══ SUPPLIED DATA ══

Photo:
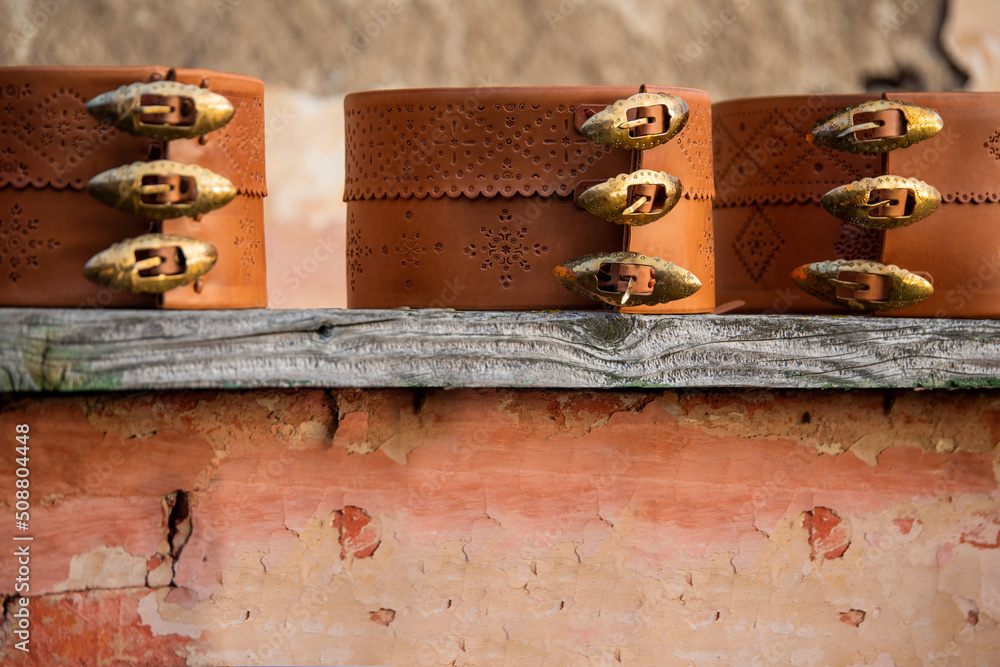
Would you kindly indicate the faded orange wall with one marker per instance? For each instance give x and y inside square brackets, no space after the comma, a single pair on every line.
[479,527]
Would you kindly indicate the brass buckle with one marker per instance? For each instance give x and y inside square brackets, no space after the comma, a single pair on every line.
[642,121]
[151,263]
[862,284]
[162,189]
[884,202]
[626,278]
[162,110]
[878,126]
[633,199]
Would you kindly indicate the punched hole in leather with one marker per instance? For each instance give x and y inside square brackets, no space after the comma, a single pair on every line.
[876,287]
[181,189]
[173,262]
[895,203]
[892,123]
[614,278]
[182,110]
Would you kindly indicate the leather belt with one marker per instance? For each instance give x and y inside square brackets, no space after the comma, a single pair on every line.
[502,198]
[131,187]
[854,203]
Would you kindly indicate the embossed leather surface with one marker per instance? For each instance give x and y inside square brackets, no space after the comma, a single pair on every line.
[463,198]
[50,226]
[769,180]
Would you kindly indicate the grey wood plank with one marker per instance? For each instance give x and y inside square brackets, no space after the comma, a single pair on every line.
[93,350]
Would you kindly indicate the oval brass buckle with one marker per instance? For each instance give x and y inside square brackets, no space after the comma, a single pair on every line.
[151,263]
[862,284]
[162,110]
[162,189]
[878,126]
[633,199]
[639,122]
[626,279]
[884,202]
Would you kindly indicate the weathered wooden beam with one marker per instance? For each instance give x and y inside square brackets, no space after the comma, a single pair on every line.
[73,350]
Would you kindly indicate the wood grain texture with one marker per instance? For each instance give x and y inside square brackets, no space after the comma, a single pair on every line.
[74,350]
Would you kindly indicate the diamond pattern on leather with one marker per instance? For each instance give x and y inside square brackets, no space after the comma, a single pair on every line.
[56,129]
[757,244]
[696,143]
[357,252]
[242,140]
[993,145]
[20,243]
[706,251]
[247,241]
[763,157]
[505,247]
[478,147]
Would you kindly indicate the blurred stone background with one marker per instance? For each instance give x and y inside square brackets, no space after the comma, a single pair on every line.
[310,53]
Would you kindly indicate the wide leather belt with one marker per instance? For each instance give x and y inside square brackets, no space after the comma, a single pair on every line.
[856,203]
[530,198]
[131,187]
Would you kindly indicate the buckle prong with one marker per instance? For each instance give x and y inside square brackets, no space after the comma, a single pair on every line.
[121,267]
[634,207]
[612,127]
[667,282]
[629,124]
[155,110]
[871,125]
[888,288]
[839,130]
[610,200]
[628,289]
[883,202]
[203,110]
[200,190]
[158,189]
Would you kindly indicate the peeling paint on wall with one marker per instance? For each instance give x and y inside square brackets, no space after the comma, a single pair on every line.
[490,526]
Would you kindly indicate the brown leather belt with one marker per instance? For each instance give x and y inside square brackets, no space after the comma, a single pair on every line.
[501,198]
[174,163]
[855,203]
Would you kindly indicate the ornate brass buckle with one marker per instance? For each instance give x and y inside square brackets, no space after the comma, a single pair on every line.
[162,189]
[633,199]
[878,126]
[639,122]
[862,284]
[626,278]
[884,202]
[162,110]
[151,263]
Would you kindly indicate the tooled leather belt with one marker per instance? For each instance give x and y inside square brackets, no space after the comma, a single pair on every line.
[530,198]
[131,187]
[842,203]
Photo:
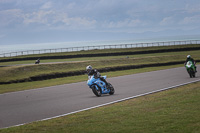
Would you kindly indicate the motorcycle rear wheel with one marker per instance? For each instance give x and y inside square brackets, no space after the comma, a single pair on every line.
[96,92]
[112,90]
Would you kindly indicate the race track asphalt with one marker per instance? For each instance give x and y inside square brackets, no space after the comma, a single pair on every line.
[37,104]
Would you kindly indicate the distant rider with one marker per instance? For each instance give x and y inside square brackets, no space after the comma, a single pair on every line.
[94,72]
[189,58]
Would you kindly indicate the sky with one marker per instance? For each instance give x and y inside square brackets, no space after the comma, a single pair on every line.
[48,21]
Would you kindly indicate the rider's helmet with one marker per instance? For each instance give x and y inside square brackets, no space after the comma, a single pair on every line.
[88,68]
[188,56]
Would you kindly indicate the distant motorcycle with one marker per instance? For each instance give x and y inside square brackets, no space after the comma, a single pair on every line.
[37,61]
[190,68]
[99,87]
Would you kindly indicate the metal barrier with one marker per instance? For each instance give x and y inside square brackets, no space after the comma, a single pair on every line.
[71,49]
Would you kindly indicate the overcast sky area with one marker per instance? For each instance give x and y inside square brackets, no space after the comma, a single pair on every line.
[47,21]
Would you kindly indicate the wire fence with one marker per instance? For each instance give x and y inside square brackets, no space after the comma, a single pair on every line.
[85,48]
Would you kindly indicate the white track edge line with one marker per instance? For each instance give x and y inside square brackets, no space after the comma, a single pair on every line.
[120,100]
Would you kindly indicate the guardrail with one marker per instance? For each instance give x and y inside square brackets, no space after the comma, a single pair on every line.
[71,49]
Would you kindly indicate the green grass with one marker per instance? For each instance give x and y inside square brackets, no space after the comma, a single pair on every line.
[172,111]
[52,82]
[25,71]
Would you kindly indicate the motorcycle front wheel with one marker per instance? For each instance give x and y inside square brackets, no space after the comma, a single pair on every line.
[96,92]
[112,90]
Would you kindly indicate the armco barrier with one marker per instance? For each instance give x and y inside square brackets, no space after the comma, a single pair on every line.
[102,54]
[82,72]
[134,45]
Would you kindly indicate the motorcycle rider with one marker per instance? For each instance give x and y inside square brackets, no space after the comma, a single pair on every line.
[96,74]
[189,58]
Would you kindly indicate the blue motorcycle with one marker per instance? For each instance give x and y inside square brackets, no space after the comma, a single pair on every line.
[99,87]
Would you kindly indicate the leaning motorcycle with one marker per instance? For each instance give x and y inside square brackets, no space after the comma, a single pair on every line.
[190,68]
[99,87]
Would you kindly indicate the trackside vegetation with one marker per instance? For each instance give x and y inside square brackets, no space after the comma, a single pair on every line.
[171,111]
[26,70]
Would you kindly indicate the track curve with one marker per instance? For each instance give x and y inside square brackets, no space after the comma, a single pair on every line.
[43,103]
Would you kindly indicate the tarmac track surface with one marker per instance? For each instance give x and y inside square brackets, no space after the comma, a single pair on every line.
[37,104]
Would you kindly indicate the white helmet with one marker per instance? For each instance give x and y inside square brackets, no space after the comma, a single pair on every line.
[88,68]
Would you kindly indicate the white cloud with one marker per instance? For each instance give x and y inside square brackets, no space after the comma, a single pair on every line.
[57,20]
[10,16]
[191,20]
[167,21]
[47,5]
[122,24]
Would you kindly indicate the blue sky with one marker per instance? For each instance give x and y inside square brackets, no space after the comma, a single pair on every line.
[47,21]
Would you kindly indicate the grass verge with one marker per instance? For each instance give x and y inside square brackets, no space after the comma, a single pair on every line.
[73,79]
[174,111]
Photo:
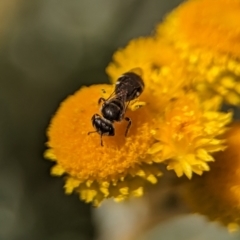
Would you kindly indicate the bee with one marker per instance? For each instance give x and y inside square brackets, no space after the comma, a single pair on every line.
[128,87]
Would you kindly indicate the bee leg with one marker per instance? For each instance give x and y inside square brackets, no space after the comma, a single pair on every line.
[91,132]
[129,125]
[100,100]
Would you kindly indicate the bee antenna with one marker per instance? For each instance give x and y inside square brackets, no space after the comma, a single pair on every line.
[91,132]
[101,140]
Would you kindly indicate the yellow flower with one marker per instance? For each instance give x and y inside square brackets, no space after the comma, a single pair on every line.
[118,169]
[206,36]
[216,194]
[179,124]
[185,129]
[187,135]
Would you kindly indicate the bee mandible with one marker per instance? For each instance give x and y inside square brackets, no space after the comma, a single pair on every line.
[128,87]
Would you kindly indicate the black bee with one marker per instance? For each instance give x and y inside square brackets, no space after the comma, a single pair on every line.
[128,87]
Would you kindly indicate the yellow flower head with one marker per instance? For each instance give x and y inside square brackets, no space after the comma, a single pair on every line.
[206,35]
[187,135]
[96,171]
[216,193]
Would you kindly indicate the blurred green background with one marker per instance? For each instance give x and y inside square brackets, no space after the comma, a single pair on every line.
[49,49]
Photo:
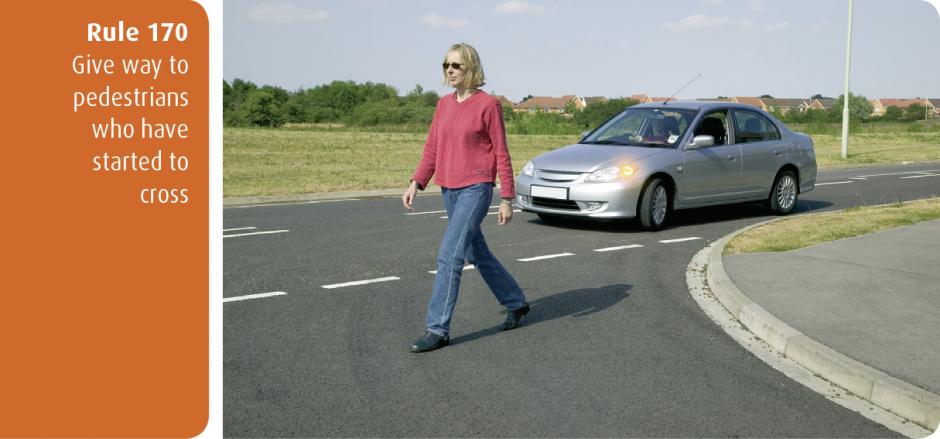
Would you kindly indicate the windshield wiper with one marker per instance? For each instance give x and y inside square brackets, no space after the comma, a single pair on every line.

═══

• **YOUR GOAL**:
Reproduce the listing word for word, beginning with the line that contains "Would you kindly indicate the yellow flower with" and continuing through its final line. Leave the pictures out.

• **THE RESULT**:
Would you kindly indicate the yellow flower with one marker per instance? For each instance give x and y inside square brackets, no space after the comma, a single pair on every line.
[118,169]
[206,36]
[216,194]
[179,124]
[185,129]
[187,135]
Would you kindly indicate the bee mandible with one marker per instance? For each instance give x and y inside square brackets, no space after the comma, a single pair on every line.
[128,87]
Would you kindly indicate the black bee with one marker per instance? For each instance give x and y inside square brackets, no space after the comma, a single pair on every line.
[128,87]
Would you kindly indicate the yellow flower head with one marker per instance? For each instance give x and y inside square brackets, no space after the comma, a single pair on every line.
[206,35]
[187,135]
[96,171]
[216,193]
Would you kindly indicate the blurred green background with one marker per instance? For each instance give x and y inside square brackets, no space after the comma, a single pair on every line.
[49,49]
Photo:
Would you kindly indicate the windshield wiper with one marker per instance? For each instance give x and y inside square brackets, no space after the comma, a single pair on every line.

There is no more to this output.